# GIVEN TEXT
=====

I am trying to discipline myself to pray first and think later. Praise God when I feel a giggle coming on, then thank Him for his goodness. To lift up my hands to the heavens for no reason. I'm trying to listen to God before I analyze everything to death. I can't out-think God anyway, who had the perfect solution to every pain and sickness, grief and sin in Jesus. And I can't out pray Jesus, but I can call out his name, and sing his praises, before anything else comes to mind. There's power in the name! My first thought in prayer: Jesus.

He has thought of everything.
Dear Jesus. Amen.

Tuesday, May 15, 2007

Daily Scriptures First Thoughts May 15 2007

Morning: Psalm 98:1-9
Deuteronomy 8:11-20 or
Deuteronomy 8:15-22
James 1:16-27
Luke 11:1-13
Evening: Psalm 66:1-20

God is the giver of all that is good, reminds James:
17Every generous act of giving, with every perfect gift, is from above, coming down from the Father of lights, with whom there is no variation or shadow due to change. Like James, this I believe. I thank God for my lifestyle, for my faith, for my church, my family. Today, however, I'm struck by the warning that comes before that truth in verse 16: 16Do not be deceived, my beloved.

This implies there is a deceiver, who delights in distracting us from the Good and Perfect Giver. Who mocks us into trivializing the commandments of God, or ignoring them altogether, and competes for our faith. The deceiver is the god of our society, our economics and culture, of our political systems, who tells us we can have it all and still believe in God. That hard work will get us all we want, and gives us a pat on the back when we've "made it"; so we can buy the "stuff"
churned out in the sweat shops of Nicaragua and China. The god of this world is our fast food industry that is making families fatter and sicker, while pharmaceutical companies get richer on our sicknesses. The deceiver keep snapping our heads and hearts back to the mirror, so that we see only our own reflection, and then kisses us. The deceiver could care less about God's purposes for anyone else but the person in the mirror.

=====

# INPUT DATA
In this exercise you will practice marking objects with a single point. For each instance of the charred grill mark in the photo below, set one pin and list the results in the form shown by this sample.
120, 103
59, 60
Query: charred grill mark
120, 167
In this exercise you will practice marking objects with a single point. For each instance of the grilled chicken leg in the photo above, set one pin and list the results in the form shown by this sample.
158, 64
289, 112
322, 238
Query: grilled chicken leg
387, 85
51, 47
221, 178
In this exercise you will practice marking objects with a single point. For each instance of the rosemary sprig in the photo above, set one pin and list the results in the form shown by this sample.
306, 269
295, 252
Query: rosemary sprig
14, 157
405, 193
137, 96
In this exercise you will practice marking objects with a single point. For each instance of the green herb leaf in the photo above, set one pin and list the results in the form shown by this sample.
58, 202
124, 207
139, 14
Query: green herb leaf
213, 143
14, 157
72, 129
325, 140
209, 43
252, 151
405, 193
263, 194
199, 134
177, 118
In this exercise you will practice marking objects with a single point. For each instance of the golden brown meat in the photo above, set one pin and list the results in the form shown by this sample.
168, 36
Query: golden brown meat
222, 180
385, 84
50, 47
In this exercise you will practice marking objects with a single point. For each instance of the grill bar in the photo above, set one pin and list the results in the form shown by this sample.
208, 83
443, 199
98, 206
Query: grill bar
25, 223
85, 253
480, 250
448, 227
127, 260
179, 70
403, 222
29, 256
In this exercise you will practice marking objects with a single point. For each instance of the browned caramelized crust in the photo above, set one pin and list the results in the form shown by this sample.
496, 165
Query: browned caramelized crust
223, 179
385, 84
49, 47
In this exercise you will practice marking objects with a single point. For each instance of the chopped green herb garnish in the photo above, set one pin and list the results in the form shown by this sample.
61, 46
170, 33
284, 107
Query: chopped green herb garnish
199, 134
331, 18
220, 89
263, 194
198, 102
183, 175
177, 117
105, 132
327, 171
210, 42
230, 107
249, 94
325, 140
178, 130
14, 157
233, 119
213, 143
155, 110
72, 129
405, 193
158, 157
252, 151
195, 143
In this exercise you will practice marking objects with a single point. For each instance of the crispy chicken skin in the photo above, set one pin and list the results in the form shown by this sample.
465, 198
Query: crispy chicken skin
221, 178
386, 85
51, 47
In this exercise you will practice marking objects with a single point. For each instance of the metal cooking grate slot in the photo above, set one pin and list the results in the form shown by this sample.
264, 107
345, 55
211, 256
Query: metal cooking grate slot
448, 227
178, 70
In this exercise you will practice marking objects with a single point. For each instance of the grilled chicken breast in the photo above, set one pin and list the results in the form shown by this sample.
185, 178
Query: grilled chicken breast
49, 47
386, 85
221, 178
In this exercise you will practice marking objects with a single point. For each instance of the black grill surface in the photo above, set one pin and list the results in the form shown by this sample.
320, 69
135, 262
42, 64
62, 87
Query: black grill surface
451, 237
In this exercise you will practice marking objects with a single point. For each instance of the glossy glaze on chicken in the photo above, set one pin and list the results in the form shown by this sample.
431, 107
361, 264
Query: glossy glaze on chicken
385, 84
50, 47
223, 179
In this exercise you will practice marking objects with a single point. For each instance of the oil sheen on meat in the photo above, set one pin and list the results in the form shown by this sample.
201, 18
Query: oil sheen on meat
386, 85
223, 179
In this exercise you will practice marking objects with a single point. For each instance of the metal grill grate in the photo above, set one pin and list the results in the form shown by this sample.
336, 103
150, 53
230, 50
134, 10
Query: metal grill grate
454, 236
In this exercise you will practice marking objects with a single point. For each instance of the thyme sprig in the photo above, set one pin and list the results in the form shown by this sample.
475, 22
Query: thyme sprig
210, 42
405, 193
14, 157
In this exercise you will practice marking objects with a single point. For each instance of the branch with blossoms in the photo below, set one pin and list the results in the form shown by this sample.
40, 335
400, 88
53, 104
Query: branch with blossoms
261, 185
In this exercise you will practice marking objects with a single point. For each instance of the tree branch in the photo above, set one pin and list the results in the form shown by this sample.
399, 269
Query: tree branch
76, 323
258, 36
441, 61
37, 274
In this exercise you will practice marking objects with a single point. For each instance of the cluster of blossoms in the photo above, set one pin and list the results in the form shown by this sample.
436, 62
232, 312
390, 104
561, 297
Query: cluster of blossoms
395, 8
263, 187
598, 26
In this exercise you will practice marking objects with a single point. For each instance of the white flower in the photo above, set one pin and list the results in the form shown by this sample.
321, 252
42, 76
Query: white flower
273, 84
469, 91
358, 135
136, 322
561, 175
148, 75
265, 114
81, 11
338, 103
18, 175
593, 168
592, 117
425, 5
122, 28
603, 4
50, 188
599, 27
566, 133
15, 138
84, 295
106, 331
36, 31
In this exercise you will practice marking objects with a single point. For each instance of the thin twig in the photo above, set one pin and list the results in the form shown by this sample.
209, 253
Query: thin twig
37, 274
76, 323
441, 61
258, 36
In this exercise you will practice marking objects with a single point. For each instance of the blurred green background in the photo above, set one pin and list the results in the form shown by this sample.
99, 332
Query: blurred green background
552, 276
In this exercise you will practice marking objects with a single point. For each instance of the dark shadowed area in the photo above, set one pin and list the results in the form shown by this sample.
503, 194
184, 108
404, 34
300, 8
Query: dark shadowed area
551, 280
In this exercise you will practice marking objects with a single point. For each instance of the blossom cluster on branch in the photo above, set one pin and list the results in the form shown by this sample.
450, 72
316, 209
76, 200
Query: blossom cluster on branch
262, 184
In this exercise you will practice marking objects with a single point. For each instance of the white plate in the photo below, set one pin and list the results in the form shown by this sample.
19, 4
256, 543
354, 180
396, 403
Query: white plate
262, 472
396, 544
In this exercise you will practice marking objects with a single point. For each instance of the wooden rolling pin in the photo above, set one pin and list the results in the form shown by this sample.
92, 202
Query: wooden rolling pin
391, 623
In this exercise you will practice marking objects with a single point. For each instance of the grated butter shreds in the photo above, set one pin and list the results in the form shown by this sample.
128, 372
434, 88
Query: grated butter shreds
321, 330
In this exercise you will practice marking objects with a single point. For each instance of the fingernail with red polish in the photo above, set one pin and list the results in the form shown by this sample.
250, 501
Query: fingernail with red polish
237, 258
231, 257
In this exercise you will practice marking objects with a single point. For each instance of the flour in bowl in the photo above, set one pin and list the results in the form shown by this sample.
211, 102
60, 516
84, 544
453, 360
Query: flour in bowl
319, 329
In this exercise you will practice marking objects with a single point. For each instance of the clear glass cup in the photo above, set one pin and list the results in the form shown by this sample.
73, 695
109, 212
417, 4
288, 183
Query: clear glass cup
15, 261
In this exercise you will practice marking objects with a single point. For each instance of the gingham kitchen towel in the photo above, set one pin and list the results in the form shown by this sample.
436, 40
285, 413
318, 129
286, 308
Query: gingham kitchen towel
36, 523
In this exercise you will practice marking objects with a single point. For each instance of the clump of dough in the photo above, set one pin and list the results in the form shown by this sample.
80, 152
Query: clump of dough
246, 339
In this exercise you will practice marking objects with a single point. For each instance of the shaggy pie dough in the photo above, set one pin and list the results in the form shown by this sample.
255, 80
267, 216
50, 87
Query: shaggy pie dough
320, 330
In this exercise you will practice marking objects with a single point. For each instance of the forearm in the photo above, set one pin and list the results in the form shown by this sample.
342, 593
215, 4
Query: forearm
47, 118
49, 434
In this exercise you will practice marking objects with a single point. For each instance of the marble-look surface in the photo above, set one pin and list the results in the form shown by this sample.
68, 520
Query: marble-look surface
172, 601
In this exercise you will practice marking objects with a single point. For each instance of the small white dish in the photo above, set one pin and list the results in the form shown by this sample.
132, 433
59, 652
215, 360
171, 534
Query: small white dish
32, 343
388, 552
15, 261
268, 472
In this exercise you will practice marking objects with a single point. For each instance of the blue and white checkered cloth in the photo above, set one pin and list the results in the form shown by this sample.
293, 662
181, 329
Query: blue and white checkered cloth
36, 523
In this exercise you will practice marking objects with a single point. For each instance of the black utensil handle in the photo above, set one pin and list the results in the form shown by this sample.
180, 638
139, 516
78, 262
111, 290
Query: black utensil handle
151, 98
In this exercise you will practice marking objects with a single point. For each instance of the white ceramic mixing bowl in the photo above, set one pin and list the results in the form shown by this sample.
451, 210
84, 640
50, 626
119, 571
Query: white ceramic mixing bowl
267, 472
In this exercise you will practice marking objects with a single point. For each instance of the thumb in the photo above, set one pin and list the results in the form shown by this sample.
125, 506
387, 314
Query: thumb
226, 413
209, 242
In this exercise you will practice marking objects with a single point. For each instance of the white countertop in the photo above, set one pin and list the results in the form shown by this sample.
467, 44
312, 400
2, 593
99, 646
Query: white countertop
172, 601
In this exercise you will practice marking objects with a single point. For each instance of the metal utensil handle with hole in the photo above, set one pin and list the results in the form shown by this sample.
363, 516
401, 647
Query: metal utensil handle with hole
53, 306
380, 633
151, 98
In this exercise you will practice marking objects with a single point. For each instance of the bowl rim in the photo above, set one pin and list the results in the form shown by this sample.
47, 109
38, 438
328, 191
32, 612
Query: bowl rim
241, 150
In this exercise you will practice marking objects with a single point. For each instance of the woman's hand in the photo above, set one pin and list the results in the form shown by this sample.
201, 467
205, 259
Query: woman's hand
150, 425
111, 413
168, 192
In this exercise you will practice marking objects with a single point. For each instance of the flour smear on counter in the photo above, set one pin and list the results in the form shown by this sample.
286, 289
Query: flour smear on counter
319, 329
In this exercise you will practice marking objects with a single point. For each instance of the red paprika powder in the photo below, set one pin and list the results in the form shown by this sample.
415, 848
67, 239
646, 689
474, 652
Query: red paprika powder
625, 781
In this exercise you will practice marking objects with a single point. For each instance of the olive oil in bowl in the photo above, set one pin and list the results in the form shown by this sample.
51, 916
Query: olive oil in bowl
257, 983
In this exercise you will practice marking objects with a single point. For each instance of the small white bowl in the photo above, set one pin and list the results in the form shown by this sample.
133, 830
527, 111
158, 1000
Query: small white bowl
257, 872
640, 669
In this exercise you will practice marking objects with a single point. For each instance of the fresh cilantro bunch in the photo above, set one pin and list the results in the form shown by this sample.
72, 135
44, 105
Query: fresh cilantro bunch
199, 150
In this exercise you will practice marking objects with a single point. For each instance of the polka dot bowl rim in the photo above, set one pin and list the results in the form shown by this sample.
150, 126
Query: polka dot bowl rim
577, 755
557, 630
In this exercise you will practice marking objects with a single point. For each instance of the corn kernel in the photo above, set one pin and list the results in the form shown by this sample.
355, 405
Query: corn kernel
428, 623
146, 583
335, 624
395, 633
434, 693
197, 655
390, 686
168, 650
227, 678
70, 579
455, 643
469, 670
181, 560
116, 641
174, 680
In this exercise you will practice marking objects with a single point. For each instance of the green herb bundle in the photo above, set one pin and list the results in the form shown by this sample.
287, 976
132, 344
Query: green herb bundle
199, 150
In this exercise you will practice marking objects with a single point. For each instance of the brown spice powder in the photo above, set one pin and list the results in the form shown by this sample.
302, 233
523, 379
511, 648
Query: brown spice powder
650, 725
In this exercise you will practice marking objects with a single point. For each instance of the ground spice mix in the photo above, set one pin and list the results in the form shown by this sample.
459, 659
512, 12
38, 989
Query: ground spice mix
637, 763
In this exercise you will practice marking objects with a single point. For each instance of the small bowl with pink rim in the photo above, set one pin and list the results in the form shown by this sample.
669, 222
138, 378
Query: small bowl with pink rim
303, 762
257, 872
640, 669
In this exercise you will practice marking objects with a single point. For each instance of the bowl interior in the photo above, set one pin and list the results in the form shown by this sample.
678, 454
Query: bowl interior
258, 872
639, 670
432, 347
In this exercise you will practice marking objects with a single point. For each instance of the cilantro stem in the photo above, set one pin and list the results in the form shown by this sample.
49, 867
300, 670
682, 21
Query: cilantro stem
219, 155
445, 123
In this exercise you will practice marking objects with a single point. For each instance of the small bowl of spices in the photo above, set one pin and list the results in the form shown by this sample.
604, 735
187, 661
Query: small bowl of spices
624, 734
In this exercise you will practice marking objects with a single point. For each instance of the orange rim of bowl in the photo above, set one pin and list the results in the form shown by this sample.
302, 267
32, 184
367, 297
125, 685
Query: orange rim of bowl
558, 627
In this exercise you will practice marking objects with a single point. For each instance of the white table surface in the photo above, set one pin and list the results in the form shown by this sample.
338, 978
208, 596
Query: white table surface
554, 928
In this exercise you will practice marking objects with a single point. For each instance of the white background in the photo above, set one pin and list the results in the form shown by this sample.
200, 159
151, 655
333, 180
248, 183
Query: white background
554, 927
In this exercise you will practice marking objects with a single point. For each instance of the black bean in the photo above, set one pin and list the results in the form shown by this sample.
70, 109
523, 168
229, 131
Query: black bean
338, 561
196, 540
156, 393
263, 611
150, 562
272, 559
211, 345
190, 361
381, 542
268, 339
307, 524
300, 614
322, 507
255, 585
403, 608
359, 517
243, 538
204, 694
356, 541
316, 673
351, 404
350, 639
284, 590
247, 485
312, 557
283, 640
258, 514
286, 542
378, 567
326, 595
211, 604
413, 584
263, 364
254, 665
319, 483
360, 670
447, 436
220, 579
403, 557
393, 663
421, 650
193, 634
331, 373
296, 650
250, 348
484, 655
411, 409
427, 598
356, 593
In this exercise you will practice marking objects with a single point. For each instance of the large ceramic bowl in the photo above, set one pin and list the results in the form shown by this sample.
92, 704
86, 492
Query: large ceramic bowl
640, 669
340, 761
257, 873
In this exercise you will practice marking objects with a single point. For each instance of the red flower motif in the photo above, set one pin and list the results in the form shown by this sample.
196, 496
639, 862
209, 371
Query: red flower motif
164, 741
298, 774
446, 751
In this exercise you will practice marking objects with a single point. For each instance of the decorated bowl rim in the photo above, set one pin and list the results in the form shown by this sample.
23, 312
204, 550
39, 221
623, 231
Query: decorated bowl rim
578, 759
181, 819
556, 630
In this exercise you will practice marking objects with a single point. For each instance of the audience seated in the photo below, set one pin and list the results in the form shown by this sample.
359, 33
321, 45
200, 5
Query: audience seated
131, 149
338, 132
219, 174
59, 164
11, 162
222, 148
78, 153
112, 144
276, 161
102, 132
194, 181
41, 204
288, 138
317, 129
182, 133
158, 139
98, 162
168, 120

=====

# APPLY WHAT YOU READ
A) List every Scripture passage named in the devotional's readings for Tuesday, May 15, 2007.
B) Does the devotional agree with each statement below? Answer yes or no, and quote the deciding words.
(i) Psalm 66:1-20 is the evening reading.
(ii) The warning in the James passage comes after the truth about every perfect gift.
(iii) The writer believes it is possible to out-think God.
C) Reproduce word for word the part of the devotional starting at "Tuesday, May 15, 2007" and ending at "deceived, my beloved.".

# SOLVED TASKS
A)
Psalm 98:1-9
Deuteronomy 8:11-20
Deuteronomy 8:15-22
James 1:16-27
Luke 11:1-13
Psalm 66:1-20

B)
(i) Yes: "Evening: Psalm 66:1-20"
(ii) No: "I'm struck by the warning that comes before that truth in verse 16"
(iii) No: "I can't out-think God anyway"

C)
Tuesday, May 15, 2007

Daily Scriptures First Thoughts May 15 2007

Morning: Psalm 98:1-9
Deuteronomy 8:11-20 or
Deuteronomy 8:15-22
James 1:16-27
Luke 11:1-13
Evening: Psalm 66:1-20

God is the giver of all that is good, reminds James:
17Every generous act of giving, with every perfect gift, is from above, coming down from the Father of lights, with whom there is no variation or shadow due to change. Like James, this I believe. I thank God for my lifestyle, for my faith, for my church, my family. Today, however, I'm struck by the warning that comes before that truth in verse 16: 16Do not be deceived, my beloved.